= Selected extract =
Cloud routers on interconnection platforms will become more widespread in 2023, enabling cloud-to-cloud communication by ensuring that latency is minimized and available bandwidth is maximized, so that the different applications in two or more clouds can interact with each other as if they were hosted in the same cloud. This improves interoperability between all cloud environments and the given application, enabling the synchronization of data across a diverse operator landscape. This, in turn, will give a further boost to multi-cloud scenarios, making them easier to manage and providing added protection for critical company data.
2. Scaling up 5G use cases
Unlike previous mobile network generations, 5G is not a single technology. Instead, it is a set of different standards, incorporating various features on multiple layers. This includes the frequency used, modulation and multiplexing, and the latency – developed with specific use cases in mind, such as improving mobile broadband, optimizing machine-to-machine communication for massive arrays (MMIMO), and offering ultra-reliable low latency communications (uRLLC) for time-critical use cases. The deployment of 5G is still only in its infancy, even though it feels like it has been around for years. Certainly, we already have 5G on our mobile phones, but that is just the radio access network (RAN), rather than edge networking, service virtualization, and function chaining, etc., which are envisioned as features that will come with software integration. As companies begin to use 5G for IoT at scale and productize it, we will see further evolution of the technology stack to meet growing commercial demands.
As it evolves, 5G will become a game-changer: it can enable peak data rates of up to 20 Gbit/s, with up to 1 million devices connected per km2, and data transmission is highly reliable, with a latency of as low as a single millisecond. The 5G campus network is set to revolutionize the manufacturing industry, with manufacturers from the automotive sector, like BMW, Mercedes-Benz, VW, and Ford, taking the lead in building and testing their own 5G campus networks for IoT scenarios. We won’t know the full operational force of 5G – as an enabler of innovations, products, and services – for the better part of a decade, as increasingly complex futuristic use cases are brought to reality. But we expect to see more and more fully scaled productive use cases in the next 12 to 24 months.
3. Connectivity resilience is becoming a must
For digital business, being able to trust its connectivity infrastructure and ensure its reliability and resilience is essential. Unfortunately, in the real-world incidents and outages are par for the course, and are a growing concern for companies needing to protect their data and digital assets. Therefore, another trend is the drive to build company connectivity to minimize the impact of external events on data flows relating to company operations and business continuity. A Multi-X strategy – using multiple technologies, multiple locations, and multiple providers – is an excellent solution for the design of company-own and outsourced infrastructure. By building multiple layers of redundancy, it is possible to design a company’s digital infrastructure for critical data flows to prevent single points of failure.
A Multi-X strategy offers a roadmap for building redundancy in terms of technology (e.g. using servers, routers, and other network components of different designs and from different manufacturers), ensuring that data storage is geographically distributed across multiple data centers and using redundant non-overlapping fiber pathways to connect the various locations, and also developing robust business relationships with a range of digital infrastructure providers to avoid vendor lock-in.

= Record excerpts =
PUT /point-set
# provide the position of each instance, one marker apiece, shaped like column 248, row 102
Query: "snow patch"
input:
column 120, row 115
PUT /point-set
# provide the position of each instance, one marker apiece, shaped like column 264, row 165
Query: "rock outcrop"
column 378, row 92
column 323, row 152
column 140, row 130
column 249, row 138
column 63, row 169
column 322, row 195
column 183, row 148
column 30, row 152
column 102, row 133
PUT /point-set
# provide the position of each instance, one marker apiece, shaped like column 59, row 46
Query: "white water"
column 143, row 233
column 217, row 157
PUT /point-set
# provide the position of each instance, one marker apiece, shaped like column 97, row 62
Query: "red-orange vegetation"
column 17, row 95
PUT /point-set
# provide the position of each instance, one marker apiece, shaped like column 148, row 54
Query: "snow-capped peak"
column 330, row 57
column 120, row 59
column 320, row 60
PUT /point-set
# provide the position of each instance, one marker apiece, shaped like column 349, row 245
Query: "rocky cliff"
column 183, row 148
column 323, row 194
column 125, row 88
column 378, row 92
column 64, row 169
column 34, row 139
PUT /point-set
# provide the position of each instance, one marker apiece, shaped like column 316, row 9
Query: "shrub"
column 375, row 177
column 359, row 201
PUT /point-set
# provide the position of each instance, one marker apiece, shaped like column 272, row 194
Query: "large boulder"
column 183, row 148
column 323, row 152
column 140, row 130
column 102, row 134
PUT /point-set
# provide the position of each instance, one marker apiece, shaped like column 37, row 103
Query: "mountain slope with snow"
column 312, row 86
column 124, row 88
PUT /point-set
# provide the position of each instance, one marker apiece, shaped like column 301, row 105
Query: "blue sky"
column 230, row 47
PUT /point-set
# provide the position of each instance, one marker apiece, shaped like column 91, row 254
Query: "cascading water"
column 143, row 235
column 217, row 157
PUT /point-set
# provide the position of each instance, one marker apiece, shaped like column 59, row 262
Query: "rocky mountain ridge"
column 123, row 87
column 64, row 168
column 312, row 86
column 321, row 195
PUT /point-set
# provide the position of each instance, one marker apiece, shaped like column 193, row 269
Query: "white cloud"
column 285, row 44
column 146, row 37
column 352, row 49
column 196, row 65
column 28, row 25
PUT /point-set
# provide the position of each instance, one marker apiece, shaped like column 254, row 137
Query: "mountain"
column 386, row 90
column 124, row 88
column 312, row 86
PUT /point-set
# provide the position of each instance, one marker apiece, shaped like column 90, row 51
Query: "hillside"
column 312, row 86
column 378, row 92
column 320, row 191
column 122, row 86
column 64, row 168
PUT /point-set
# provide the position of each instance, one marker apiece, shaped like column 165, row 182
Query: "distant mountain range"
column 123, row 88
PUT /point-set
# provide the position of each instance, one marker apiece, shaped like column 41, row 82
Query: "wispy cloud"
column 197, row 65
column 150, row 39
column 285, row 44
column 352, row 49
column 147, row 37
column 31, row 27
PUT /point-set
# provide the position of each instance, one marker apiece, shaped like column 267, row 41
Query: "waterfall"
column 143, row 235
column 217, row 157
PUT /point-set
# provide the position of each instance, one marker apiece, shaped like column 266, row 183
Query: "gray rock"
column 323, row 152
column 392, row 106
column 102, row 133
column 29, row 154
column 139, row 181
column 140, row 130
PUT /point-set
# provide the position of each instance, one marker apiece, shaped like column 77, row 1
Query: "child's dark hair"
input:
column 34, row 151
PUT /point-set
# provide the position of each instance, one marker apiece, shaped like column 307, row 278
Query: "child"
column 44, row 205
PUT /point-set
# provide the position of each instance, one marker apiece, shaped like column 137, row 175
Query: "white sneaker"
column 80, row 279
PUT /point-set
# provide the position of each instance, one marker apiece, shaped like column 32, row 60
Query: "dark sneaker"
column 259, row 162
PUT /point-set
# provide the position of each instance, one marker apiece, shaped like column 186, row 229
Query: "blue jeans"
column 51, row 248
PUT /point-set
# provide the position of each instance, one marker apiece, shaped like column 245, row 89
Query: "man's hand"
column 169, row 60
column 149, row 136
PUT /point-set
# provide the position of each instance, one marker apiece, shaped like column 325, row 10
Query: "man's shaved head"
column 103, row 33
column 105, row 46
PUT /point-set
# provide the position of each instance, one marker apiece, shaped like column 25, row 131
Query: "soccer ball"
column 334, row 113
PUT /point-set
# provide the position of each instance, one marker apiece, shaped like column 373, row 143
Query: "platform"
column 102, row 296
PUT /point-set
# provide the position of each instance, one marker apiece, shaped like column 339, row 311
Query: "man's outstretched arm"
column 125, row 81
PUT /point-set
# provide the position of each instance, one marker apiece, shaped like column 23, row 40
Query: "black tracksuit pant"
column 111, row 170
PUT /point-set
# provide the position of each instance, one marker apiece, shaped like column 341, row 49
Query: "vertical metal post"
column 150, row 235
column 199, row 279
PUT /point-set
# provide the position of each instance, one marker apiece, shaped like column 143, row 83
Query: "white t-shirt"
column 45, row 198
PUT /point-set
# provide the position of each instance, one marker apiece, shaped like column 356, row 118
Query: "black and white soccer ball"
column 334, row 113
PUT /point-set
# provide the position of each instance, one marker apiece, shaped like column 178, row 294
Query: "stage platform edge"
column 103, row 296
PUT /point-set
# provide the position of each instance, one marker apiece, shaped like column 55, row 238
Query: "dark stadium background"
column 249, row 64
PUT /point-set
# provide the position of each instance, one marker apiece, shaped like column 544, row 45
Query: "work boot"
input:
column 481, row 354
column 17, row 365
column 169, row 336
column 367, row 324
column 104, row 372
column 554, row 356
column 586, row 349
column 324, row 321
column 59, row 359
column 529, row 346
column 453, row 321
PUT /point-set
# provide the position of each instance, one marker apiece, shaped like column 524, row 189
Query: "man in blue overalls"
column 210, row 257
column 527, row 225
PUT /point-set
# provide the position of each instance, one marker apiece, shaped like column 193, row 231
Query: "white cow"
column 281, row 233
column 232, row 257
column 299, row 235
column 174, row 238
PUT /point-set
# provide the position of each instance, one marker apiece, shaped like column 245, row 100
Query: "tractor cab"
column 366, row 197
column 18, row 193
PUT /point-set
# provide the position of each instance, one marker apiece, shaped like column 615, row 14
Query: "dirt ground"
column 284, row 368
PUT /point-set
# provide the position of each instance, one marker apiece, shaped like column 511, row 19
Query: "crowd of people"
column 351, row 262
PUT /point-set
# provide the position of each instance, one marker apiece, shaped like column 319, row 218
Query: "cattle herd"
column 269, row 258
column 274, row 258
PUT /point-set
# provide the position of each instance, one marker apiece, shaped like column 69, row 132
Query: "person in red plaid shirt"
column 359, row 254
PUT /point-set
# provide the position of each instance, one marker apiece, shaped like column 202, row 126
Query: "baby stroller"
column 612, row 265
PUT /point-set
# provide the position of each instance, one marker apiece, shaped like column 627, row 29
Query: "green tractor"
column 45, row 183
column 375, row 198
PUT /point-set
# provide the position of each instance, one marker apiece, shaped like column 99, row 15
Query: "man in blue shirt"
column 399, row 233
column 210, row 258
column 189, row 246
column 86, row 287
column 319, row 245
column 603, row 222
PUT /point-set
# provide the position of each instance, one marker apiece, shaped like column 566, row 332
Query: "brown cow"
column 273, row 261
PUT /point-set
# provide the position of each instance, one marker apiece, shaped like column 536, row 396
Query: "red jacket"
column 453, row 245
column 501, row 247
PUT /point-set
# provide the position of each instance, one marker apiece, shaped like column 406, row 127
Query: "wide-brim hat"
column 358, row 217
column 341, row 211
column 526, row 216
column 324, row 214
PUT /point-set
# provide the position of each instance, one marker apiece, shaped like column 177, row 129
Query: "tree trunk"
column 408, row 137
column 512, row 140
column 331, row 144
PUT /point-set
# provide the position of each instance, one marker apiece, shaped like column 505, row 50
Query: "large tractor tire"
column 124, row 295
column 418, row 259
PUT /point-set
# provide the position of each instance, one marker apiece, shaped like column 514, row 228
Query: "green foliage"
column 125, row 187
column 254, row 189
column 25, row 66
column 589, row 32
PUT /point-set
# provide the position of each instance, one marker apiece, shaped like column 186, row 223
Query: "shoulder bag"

= Set of tasks =
[1] According to the passage on connectivity trends, what peak data rate can 5G enable?
[2] Continue the passage on connectivity trends from its last sentence.
The rows are separate material and have no connection to the passage on connectivity trends.

= Final results =
[1] Up to 20 Gbit/s.

[2]
4. Network as a Code – Gaia-X project Tellus will become operational
Network as Code is the next big thing in connectivity infrastructure. As digital infrastructure becomes more and more important for businesses, it is also becoming more complex and harder to manage. Network as Code is a technology that enables the programmability of the different network components to develop network architecture as software. This makes it possible to leverage all of the advantages coming out of the software industry, such as repeatability, versioning, and continuous configuration automation. The IX-API consortium does exactly this, providing interconnection services from IXs, data centers, and ISPs, packaged as a Network-as-Code element.
The Project Tellus, funded as part of the European data infrastructure project Gaia-X, is going a step further, by not simply packaging interconnection services from data centers, IXs and ISPs, but spanning the entire supply chain of different interconnection providers. This is a software-based network using integrated software instances and homogeneous interfaces, going beyond the limits of individual providers, and remaining independent of the public Internet although being supported by its infrastructure. The software TellusX will be installed on devices as well as on components of cloud and network services. All Tellus-enabled devices, providers, and services can communicate with each other in an automated way, announcing their requirements and confirming compliance. This eliminates the effort of configuration and enables a secure, high-performance, and automated connection between specific locations and to cloud service providers, configured for the given use case. The first versions of TellusX are planned to be operational in 2024, providing a much-anticipated component of the Gaia-X infrastructure design.
5. Building the foundation for the immersive tactile Internet (aka the “metaverse”)
The dream of the immersive tactile Internet (aka the “metaverse”) has been gaining ground in the last year: a digitally engineered 3-dimensional virtual space, where digital twins of ourselves will interact in an environment that blurs the line between physical and virtual – where we will be able to shake hands with our business partners and look them in the eye as we negotiate or socialize with them in cyberspace, experience shopping and gaming on a whole new level, and still hug our children good night, even when we’re on a business trip. In order for science fiction to gradually resolve into science fact over the next couple of decades, each of us will need to be well-equipped with sophisticated gadgetry powered by VR and AI, which will be interconnected in a fine mesh of high-performance networks to ensure the synchronized and seamless delivery of video, audio, sensory, and cyber-locational data to and from our physical location.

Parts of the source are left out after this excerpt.